**MATERIAL FOR THIS EXERCISE**
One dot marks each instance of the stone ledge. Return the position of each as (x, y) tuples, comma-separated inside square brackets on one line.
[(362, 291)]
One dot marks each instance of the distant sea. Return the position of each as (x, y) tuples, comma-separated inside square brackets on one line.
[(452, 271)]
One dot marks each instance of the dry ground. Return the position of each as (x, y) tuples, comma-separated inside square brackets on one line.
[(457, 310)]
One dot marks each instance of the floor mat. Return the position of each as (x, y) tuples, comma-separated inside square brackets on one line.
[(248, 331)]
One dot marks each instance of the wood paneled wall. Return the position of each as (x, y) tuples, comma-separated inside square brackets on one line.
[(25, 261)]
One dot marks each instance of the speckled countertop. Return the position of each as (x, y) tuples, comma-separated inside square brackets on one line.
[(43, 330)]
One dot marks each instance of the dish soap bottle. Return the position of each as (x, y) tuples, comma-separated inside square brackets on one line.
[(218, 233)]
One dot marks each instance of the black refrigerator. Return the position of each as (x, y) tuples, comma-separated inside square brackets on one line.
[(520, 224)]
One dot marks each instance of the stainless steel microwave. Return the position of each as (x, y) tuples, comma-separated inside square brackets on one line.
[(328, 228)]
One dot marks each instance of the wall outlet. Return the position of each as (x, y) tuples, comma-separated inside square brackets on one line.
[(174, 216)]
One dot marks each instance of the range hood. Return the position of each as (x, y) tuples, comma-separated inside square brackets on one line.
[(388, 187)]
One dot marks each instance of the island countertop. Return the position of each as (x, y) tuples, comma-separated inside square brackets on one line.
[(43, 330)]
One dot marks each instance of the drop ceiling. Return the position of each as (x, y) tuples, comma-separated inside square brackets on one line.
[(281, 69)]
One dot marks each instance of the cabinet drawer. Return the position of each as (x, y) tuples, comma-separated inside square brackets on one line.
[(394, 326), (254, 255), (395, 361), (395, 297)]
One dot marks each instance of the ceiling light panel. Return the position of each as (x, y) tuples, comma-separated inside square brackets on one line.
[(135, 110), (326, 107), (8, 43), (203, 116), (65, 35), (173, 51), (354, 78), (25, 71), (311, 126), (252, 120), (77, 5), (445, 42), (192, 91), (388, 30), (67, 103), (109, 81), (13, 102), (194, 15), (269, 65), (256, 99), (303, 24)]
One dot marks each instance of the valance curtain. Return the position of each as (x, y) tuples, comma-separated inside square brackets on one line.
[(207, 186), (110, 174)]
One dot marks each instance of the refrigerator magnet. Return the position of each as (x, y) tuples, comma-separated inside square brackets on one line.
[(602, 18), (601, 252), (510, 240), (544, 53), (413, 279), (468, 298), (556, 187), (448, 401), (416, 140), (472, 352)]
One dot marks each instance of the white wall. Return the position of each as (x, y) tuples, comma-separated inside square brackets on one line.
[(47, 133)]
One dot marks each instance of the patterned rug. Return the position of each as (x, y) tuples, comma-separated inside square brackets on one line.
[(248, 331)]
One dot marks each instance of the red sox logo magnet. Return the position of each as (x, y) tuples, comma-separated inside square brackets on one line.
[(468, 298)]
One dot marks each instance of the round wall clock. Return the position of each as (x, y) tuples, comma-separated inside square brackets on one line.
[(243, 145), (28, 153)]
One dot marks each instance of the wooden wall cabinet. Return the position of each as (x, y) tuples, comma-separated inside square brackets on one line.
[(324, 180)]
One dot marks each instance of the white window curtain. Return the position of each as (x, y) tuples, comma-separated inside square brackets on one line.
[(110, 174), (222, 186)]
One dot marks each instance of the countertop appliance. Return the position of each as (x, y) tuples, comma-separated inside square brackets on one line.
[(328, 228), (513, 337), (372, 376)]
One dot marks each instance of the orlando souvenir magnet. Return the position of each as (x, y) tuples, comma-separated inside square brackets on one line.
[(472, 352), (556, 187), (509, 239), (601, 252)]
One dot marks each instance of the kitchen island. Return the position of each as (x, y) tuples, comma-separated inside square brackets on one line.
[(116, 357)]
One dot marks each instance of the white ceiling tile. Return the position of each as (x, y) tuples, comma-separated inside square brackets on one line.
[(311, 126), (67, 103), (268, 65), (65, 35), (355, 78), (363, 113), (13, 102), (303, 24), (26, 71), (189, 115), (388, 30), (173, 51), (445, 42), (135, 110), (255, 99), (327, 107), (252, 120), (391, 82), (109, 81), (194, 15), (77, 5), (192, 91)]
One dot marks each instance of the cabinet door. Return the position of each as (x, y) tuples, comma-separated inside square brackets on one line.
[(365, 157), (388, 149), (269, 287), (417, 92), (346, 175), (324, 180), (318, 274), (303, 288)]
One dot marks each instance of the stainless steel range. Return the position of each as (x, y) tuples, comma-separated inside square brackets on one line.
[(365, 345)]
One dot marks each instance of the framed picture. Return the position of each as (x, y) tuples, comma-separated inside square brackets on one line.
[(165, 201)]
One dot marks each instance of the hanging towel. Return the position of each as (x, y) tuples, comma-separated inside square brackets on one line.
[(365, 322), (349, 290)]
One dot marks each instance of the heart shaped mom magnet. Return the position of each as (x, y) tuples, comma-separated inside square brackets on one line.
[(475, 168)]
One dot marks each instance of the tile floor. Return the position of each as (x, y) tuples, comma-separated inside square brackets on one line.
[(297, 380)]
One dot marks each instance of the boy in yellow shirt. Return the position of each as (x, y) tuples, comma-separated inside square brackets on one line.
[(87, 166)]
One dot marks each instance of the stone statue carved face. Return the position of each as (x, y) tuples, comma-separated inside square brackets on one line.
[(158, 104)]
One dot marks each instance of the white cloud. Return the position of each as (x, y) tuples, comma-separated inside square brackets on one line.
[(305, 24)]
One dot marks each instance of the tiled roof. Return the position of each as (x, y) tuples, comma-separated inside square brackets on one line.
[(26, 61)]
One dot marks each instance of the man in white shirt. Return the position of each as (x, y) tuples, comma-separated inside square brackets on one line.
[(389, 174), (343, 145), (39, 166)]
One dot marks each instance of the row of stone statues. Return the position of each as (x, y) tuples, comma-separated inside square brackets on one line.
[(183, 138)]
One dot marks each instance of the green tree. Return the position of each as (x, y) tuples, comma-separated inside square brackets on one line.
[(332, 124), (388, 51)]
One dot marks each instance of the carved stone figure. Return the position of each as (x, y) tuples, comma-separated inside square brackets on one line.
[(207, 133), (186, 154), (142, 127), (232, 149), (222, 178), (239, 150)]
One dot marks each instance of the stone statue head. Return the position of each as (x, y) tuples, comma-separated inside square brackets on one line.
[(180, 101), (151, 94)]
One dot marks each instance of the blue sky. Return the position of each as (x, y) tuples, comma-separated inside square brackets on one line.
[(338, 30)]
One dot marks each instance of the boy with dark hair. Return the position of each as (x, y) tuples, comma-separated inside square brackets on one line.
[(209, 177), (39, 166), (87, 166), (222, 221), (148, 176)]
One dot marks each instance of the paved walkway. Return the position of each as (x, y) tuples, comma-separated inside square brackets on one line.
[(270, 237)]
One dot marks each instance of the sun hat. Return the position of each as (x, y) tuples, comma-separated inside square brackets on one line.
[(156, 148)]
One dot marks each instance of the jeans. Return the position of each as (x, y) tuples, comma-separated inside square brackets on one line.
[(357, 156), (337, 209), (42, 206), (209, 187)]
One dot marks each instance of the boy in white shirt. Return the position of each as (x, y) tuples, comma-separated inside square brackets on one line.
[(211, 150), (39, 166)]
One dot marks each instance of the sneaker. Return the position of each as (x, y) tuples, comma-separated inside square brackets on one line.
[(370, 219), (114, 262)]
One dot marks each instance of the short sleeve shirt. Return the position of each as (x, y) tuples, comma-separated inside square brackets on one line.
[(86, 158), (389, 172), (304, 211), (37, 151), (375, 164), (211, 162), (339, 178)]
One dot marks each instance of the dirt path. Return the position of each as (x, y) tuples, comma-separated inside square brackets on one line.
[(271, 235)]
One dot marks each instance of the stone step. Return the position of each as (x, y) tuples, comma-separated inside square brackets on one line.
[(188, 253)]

**WHAT YOU NEED TO DO**
In the listing, from its first line up to and including the line with "[(452, 271)]", substitute "rock shelf" for "stone ledge". Write out only those lines and keep everything else the same.

**COMPLETED TASK**
One dot marks each instance of the rock shelf. Return the position of each as (x, y) tuples, comma-separated inside square brackets on one line.
[(362, 291)]
One dot marks each instance of the distant sea. Return the position of each as (x, y) tuples, comma-separated inside square brackets on one line.
[(452, 271)]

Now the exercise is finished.